Water Values in the EMarket Model
Water Values Defined
The concept of a water value is useful to an owner of some hydro electric generation which has some storage because it tells the owner exactly how much the next MWh of generation is worth at any point in time. Knowing this, the owner could offer their hydro generation into a spot market, for example.
Alternatively, if the owner operated an entire utility which had both hydro and thermal plant, then they could establish a place for the hydro in their "merit order", more simply the order in which the plant should be dispatched given its marginal cost of generation. The assumption here is, of course, that cheaper plant has more merit than expensive plant and should therefore be dispatched first.
The marginal cost of thermal plant is made up of fuel and other variable costs of generation. Hydro electric plant has either small or negligible marginal costs, so the water value is effectively an opportunity cost of operation – this occurs because a MWh of hydro electricity can, in principle, displace a MWh of thermal generation.
Two key characteristics of hydro electric schemes tightly govern what the owner may do with the scheme. One is that storage is limited and the other is that inflows are finite. Hydro generators have strictly limited supplies of water with which to generate.
Consequently, at any particular point in time, the hydro owner must decide if they use water in storage to generate now, or store it longer to use later. Thus the water value can be thought of as the expected future value of water in storage. The hydro owner should take the opportunity to generate whenever the nodal price received for generation is equal to or exceeds the water value.
Although we talk of water value, more correctly we should refer to marginal water value, which is defined as the expected future value of the next cubic meter of water arriving as storage for generation. This implies that the water value should be expressed, for example, in dollars per cubic meter of water. In practice, however, it is more convenient to express it in $/MWh.
Water Value Contours
The useful concept of the "operating guideline" arose from the development of various models for ECNZ in New Zealand. An operating guideline is a curve on a chart of total storage for the reservoir in question versus time. The guideline establishes the hydro generator's place in the merit order at any given time of the year.

Raw data |
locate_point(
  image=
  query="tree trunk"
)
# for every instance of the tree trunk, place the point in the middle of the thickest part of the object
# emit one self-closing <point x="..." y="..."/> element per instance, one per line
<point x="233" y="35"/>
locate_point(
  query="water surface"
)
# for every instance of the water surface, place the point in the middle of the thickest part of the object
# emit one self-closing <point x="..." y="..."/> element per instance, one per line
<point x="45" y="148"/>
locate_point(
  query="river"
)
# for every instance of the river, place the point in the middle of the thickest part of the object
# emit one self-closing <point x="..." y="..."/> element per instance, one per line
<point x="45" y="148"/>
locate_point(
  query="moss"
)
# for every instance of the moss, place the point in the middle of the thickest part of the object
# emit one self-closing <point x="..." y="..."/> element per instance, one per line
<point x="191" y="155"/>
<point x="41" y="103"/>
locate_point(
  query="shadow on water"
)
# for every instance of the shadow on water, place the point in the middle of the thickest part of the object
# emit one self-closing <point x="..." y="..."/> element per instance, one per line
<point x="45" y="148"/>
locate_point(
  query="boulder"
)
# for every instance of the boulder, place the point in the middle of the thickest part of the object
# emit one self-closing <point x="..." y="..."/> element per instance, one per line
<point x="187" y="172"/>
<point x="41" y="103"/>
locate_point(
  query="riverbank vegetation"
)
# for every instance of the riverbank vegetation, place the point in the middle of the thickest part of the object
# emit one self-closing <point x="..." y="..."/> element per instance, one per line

Goal |
Answer the following from the text on water values:
1. According to the text, what makes up the marginal cost of thermal plant?
2. In what unit does the text say it is more convenient in practice to express water value?
3. An operating guideline is a curve on a chart of what quantity versus time?

Solution to this task |
1. Fuel and other variable costs of generation.
2. $/MWh.
3. Total storage for the reservoir in question.